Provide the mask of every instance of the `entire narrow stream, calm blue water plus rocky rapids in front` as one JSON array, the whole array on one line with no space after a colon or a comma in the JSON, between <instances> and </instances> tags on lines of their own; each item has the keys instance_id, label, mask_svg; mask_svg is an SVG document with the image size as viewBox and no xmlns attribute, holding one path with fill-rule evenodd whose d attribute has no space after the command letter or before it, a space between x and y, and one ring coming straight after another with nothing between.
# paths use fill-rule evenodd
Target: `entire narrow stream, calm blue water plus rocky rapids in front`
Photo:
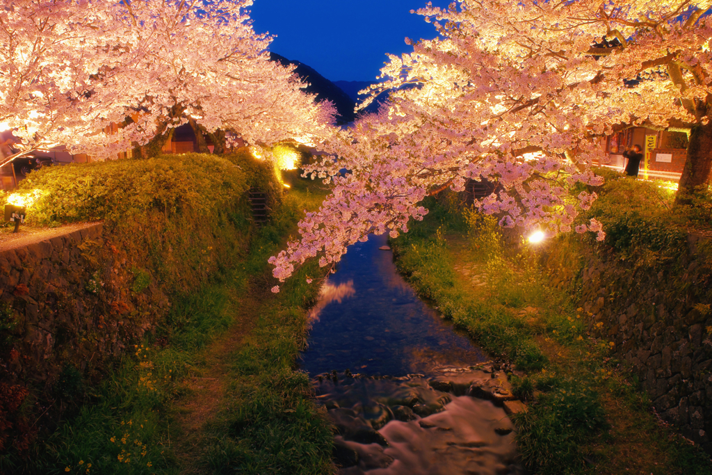
<instances>
[{"instance_id":1,"label":"entire narrow stream, calm blue water plus rocky rapids in front","mask_svg":"<svg viewBox=\"0 0 712 475\"><path fill-rule=\"evenodd\" d=\"M418 298L386 245L351 246L310 312L301 367L337 428L340 474L523 474L506 377Z\"/></svg>"}]
</instances>

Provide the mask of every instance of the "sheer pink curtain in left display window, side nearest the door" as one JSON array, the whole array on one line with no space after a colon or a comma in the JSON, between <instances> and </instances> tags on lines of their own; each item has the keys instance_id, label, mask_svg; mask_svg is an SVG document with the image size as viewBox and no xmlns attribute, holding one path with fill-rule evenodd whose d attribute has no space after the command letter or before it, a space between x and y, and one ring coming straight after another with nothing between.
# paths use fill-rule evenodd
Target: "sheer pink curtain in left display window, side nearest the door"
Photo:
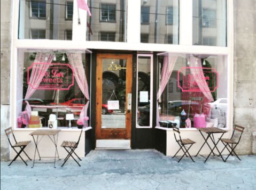
<instances>
[{"instance_id":1,"label":"sheer pink curtain in left display window, side nearest the door","mask_svg":"<svg viewBox=\"0 0 256 190\"><path fill-rule=\"evenodd\" d=\"M74 76L75 80L81 90L81 92L84 94L88 102L86 105L84 105L81 113L80 113L80 118L84 118L87 116L87 110L89 106L89 87L88 87L88 82L86 79L86 71L83 68L83 60L82 60L82 54L81 53L67 53L67 57L69 60L69 64L71 67L74 69ZM86 121L86 126L88 126L88 123Z\"/></svg>"}]
</instances>

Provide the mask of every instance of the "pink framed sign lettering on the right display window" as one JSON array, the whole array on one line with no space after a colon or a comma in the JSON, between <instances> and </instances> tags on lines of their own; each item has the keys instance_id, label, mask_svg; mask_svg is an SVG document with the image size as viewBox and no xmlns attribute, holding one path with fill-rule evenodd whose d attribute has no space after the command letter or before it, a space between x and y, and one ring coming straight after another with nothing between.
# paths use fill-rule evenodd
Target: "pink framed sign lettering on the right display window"
<instances>
[{"instance_id":1,"label":"pink framed sign lettering on the right display window","mask_svg":"<svg viewBox=\"0 0 256 190\"><path fill-rule=\"evenodd\" d=\"M191 72L193 69L194 74ZM203 71L204 75L201 74ZM180 79L180 74L183 76ZM182 82L181 82L182 81ZM178 87L181 88L182 92L202 92L199 86L208 86L209 92L215 92L218 88L218 72L212 68L201 68L201 67L182 67L178 71ZM207 88L204 88L207 89ZM204 92L207 92L205 90Z\"/></svg>"}]
</instances>

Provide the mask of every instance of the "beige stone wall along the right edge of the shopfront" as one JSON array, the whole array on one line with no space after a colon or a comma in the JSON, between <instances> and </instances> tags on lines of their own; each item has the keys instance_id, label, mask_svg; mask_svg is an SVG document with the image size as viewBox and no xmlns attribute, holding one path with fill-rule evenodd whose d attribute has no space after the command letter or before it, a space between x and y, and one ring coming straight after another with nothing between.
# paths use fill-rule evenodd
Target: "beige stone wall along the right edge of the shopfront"
<instances>
[{"instance_id":1,"label":"beige stone wall along the right edge of the shopfront","mask_svg":"<svg viewBox=\"0 0 256 190\"><path fill-rule=\"evenodd\" d=\"M256 141L256 1L234 1L234 123L244 126L239 154L251 154Z\"/></svg>"}]
</instances>

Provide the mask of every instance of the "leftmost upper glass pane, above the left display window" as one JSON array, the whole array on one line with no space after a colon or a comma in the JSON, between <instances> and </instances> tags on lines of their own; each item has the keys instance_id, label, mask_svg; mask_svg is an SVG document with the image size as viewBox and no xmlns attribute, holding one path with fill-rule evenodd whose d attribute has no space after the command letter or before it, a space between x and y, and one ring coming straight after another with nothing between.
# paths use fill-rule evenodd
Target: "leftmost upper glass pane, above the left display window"
<instances>
[{"instance_id":1,"label":"leftmost upper glass pane, above the left display window","mask_svg":"<svg viewBox=\"0 0 256 190\"><path fill-rule=\"evenodd\" d=\"M20 0L19 39L65 40L65 31L73 28L72 19L73 0Z\"/></svg>"}]
</instances>

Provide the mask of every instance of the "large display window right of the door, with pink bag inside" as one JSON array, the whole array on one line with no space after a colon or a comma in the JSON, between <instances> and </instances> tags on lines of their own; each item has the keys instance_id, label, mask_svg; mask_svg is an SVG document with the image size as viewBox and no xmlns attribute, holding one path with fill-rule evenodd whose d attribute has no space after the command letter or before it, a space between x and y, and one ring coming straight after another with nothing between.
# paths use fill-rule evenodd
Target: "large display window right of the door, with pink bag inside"
<instances>
[{"instance_id":1,"label":"large display window right of the door, with pink bag inside","mask_svg":"<svg viewBox=\"0 0 256 190\"><path fill-rule=\"evenodd\" d=\"M160 127L227 127L227 57L166 54L159 57L158 109ZM171 75L165 75L169 69Z\"/></svg>"}]
</instances>

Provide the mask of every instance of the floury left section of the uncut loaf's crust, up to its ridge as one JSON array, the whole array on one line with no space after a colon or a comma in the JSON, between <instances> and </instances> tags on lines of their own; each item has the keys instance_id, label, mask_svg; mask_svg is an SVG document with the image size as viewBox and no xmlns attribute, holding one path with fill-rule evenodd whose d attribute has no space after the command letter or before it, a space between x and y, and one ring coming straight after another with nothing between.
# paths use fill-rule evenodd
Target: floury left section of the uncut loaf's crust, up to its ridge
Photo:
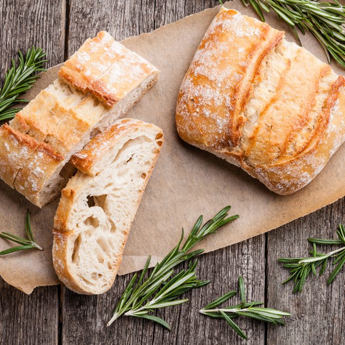
<instances>
[{"instance_id":1,"label":"floury left section of the uncut loaf's crust, up to its ridge","mask_svg":"<svg viewBox=\"0 0 345 345\"><path fill-rule=\"evenodd\" d=\"M248 102L260 62L282 37L265 23L222 8L181 85L176 106L180 137L213 148L236 144L241 106Z\"/></svg>"}]
</instances>

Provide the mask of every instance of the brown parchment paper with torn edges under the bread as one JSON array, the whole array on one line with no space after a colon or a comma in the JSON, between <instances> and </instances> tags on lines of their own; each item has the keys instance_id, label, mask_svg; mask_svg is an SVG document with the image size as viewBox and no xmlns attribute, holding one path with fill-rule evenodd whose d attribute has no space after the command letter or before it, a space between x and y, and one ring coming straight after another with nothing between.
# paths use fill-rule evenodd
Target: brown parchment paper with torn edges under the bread
<instances>
[{"instance_id":1,"label":"brown parchment paper with torn edges under the bread","mask_svg":"<svg viewBox=\"0 0 345 345\"><path fill-rule=\"evenodd\" d=\"M226 6L255 16L239 0ZM201 243L201 247L211 251L275 229L345 195L345 145L306 188L291 196L278 196L241 169L179 139L174 120L179 86L218 10L216 6L123 41L161 70L159 82L127 117L160 126L165 144L139 206L119 274L141 269L149 254L152 264L162 259L178 241L181 227L189 232L201 213L208 219L222 207L232 205L231 213L241 216ZM267 15L267 22L294 40L289 28L274 14ZM326 62L316 40L311 35L301 36L304 46ZM58 69L56 66L43 73L27 98L34 98L53 81ZM339 74L344 72L334 64L333 69ZM25 236L24 219L30 208L34 236L44 247L43 252L29 250L0 257L0 275L25 293L31 293L36 286L59 283L51 258L51 230L58 202L38 209L0 181L0 231ZM8 245L0 239L0 250Z\"/></svg>"}]
</instances>

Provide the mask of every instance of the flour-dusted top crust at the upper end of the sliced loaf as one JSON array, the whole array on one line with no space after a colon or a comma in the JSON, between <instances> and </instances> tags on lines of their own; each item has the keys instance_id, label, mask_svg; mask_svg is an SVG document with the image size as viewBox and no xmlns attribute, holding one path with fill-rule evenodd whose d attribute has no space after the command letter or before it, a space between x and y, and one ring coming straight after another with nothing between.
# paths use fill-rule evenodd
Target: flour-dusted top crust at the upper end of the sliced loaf
<instances>
[{"instance_id":1,"label":"flour-dusted top crust at the upper end of the sliced loaf","mask_svg":"<svg viewBox=\"0 0 345 345\"><path fill-rule=\"evenodd\" d=\"M89 38L59 71L67 83L112 107L158 70L108 33Z\"/></svg>"}]
</instances>

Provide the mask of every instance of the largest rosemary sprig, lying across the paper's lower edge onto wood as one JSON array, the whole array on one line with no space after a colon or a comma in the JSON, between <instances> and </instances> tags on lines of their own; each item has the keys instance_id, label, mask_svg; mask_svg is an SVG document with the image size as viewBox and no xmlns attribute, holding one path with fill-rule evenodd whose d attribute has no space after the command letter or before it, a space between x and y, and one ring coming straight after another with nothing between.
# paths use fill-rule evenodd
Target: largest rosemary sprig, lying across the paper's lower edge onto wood
<instances>
[{"instance_id":1,"label":"largest rosemary sprig, lying across the paper's lower edge onto wood","mask_svg":"<svg viewBox=\"0 0 345 345\"><path fill-rule=\"evenodd\" d=\"M177 245L160 263L156 264L153 271L145 278L151 260L151 256L149 256L140 277L138 278L138 275L135 274L123 292L107 326L110 326L121 315L126 315L155 321L170 330L166 321L149 312L187 302L187 299L179 299L179 297L192 288L209 283L209 280L202 281L196 276L197 260L190 261L188 270L182 270L175 275L174 268L201 254L204 249L190 250L208 235L214 234L218 228L239 217L238 215L227 217L229 209L230 206L224 207L203 226L203 216L201 215L186 242L180 248L183 240L182 228L182 235Z\"/></svg>"}]
</instances>

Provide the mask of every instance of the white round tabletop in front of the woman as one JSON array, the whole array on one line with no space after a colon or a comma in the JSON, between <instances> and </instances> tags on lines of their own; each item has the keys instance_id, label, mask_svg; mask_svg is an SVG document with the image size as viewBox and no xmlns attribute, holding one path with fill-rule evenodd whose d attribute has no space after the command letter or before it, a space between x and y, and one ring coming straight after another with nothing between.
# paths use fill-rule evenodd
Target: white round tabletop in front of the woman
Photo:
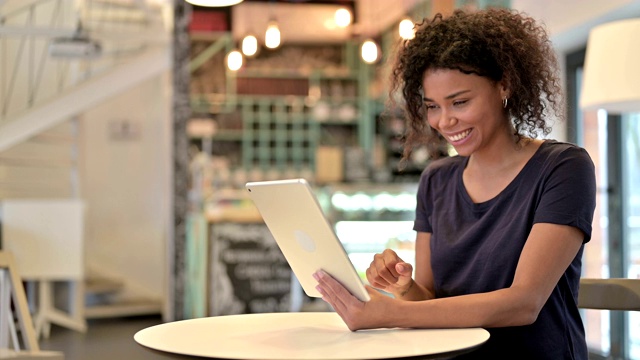
<instances>
[{"instance_id":1,"label":"white round tabletop in front of the woman","mask_svg":"<svg viewBox=\"0 0 640 360\"><path fill-rule=\"evenodd\" d=\"M160 352L219 359L393 359L472 351L489 332L472 329L350 331L334 312L244 314L175 321L138 331Z\"/></svg>"}]
</instances>

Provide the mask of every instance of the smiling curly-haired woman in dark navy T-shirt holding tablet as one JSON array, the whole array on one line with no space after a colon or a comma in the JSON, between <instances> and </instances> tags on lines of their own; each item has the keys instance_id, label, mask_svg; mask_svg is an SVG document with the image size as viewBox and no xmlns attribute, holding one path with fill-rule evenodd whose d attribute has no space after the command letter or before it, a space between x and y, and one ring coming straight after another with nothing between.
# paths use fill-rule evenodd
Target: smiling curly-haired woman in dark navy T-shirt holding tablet
<instances>
[{"instance_id":1,"label":"smiling curly-haired woman in dark navy T-shirt holding tablet","mask_svg":"<svg viewBox=\"0 0 640 360\"><path fill-rule=\"evenodd\" d=\"M398 52L408 133L435 155L417 194L414 269L392 250L367 270L371 301L325 272L323 299L351 330L483 327L479 359L587 359L577 307L591 237L595 174L585 150L540 140L561 116L548 37L516 11L436 15Z\"/></svg>"}]
</instances>

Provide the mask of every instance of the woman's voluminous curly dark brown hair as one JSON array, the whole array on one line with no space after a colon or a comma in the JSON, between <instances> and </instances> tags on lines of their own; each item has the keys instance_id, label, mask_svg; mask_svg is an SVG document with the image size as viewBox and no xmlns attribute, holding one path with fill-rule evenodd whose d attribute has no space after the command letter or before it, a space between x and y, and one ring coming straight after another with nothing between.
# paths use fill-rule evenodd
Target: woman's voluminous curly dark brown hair
<instances>
[{"instance_id":1,"label":"woman's voluminous curly dark brown hair","mask_svg":"<svg viewBox=\"0 0 640 360\"><path fill-rule=\"evenodd\" d=\"M416 24L411 40L399 44L391 71L390 101L406 117L403 160L425 145L431 158L446 149L446 140L426 121L422 80L429 69L456 69L504 81L514 135L548 135L547 115L564 117L558 63L545 28L516 10L488 8L436 14ZM402 100L396 100L402 91Z\"/></svg>"}]
</instances>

- - - - -

_What to do_.
The answer consists solely of the lines from the one containing "Target: smiling curly-haired" through the last line of the data above, reproduced exactly.

_Output_.
Target: smiling curly-haired woman in dark navy T-shirt holding tablet
<instances>
[{"instance_id":1,"label":"smiling curly-haired woman in dark navy T-shirt holding tablet","mask_svg":"<svg viewBox=\"0 0 640 360\"><path fill-rule=\"evenodd\" d=\"M398 52L408 133L435 155L417 194L414 269L392 250L367 270L371 301L325 272L323 299L351 330L483 327L479 359L587 359L577 307L591 237L595 174L585 150L540 140L561 116L548 37L516 11L436 15Z\"/></svg>"}]
</instances>

Provide the mask of every instance of the woman's voluminous curly dark brown hair as one JSON array, the whole array on one line with no space after a colon or a comma in the JSON, between <instances> and </instances> tags on lines of their own; each item has the keys instance_id, label, mask_svg; mask_svg is an SVG document with the image size as viewBox and no xmlns attribute, holding one path with fill-rule evenodd whose d attribute has no space after the command letter or before it, a space between x and y, and one ring coming straight after another with nothing between.
# paths use fill-rule evenodd
Target: woman's voluminous curly dark brown hair
<instances>
[{"instance_id":1,"label":"woman's voluminous curly dark brown hair","mask_svg":"<svg viewBox=\"0 0 640 360\"><path fill-rule=\"evenodd\" d=\"M416 24L411 40L399 44L391 71L390 101L406 117L403 160L425 145L431 158L446 149L446 140L426 121L422 80L429 69L456 69L504 81L514 135L548 135L547 115L564 117L558 63L545 28L516 10L488 8L436 14ZM402 100L396 100L402 91Z\"/></svg>"}]
</instances>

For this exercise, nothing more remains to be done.